##### SELECTED EXCERPT #####

After decades of driving prison expansion by espousing tough-on-crime sentencing laws, advocating for policies to lock up criminals and throw away the key, and exploiting the public’s fear of crime, conservative lawmakers have finally discovered criminal justice reform. Like European explorers being met on the beach by throngs of Native Americans, they are now trying to claim ownership of their newfound “discovery” despite a long history of reform efforts by progressives, non-profit organizations and faith-based groups.

In 1992, then-U.S. Rep. Newt Gingrich, a Republican from Georgia, told The New York Times that more prisons should be built so every violent criminal in America could be locked up for their entire sentence with no time off for good behavior. His 1994 “Contract with America” included the Taking Back Our Streets Act, which funded prison construction and rewarded states that reduced parole rates with additional funding. During the next 20 years the prison population in the U.S. more than doubled; the estimated $82.7 billion spent on incarceration in 2009 was an increase of 230% over 1990.

In a 2011 Washington Post op-ed, Gingrich reversed course. “There is an urgent need to address the astronomical growth in the prison population, with its huge costs in dollars and lost human potential,” he wrote. “We can no longer afford business as usual with prisons. The criminal justice system is broken, and conservatives must lead the way in fixing it.”

Republican Tennessee state Senator Brian Kelsey, appointed to serve on the state’s Task Force on Sentencing and Recidivism in 2014, remarked, “We have decided we’ve got to do a better job on focusing our limited resources on the most violent offenders,” noting that 40% of Tennessee prisoners were serving time for technical parole or probation violations.

On May 21, 2014, dozens of conservatives met in the Ronald Reagan Building in Washington, D.C. to claim leadership of the criminal justice reform movement. Gingrich, who was present, called the session a “turning point” and admitted that the drive for more prisons and longer sentences in the 1980s and 1990s had the “unexpected consequences” of locking up too many people for nonviolent crimes. Other conservatives at the meeting, including former U.S. Attorney General Edwin Meese, former Ohio Secretary of State Ken Blackwell, U.S. Senator John Cornyn and well-known conservative activists Grover Norquist, David Keene, Richard Viguerie and Pat Nolan, seemed to agree.

##### DATA LISTING #####

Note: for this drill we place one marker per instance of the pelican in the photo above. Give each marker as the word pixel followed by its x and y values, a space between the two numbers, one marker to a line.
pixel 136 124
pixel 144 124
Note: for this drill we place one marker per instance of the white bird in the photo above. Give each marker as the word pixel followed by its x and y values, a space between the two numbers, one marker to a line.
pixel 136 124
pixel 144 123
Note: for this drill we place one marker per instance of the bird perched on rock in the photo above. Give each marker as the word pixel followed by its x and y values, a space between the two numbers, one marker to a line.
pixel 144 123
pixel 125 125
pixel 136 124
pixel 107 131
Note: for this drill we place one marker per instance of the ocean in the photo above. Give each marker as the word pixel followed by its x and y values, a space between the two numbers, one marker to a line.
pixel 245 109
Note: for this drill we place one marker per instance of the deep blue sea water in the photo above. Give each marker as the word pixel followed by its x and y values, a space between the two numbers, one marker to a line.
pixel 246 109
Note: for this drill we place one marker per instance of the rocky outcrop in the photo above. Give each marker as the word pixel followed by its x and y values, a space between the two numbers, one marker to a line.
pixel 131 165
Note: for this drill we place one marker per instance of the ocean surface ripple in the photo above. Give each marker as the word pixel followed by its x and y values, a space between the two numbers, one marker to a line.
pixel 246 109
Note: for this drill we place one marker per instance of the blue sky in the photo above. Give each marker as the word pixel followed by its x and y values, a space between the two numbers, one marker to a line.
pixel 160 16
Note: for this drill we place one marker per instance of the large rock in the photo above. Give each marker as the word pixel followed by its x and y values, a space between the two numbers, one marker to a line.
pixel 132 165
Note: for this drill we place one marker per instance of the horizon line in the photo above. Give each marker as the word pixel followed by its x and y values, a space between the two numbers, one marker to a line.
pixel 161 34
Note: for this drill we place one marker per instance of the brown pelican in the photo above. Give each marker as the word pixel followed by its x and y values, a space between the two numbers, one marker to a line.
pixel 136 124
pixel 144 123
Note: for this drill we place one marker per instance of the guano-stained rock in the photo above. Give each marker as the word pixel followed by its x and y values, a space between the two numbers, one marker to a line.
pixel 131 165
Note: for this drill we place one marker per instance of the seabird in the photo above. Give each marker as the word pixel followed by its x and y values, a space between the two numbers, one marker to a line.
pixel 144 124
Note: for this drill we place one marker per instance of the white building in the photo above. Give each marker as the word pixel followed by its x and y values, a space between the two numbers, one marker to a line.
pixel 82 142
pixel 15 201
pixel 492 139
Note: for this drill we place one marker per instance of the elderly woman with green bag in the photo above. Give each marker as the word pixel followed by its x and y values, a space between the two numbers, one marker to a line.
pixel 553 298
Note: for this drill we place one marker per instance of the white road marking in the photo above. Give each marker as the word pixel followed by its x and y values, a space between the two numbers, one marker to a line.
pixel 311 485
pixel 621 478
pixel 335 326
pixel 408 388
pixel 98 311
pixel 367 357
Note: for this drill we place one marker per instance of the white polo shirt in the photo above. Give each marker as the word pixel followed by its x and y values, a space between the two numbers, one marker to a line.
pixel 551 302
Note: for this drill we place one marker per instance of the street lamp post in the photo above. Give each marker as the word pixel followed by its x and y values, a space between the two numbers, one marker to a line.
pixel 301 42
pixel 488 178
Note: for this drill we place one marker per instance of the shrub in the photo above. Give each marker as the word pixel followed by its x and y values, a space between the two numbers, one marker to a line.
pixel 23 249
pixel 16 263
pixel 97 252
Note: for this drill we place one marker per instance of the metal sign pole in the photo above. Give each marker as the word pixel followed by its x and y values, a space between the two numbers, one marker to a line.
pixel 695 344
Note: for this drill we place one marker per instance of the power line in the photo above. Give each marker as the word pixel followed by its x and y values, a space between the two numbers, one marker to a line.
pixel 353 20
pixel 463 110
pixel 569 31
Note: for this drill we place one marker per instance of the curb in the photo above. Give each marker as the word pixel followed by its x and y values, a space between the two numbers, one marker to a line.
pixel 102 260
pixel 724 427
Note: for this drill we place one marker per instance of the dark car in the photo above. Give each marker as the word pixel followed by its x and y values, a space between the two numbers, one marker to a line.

#####

[TASK TO COMPLETE] In the excerpt on conservatives and criminal justice reform, what share of Tennessee prisoners were serving time for technical parole or probation violations?

[PROBLEM SOLUTION] 40%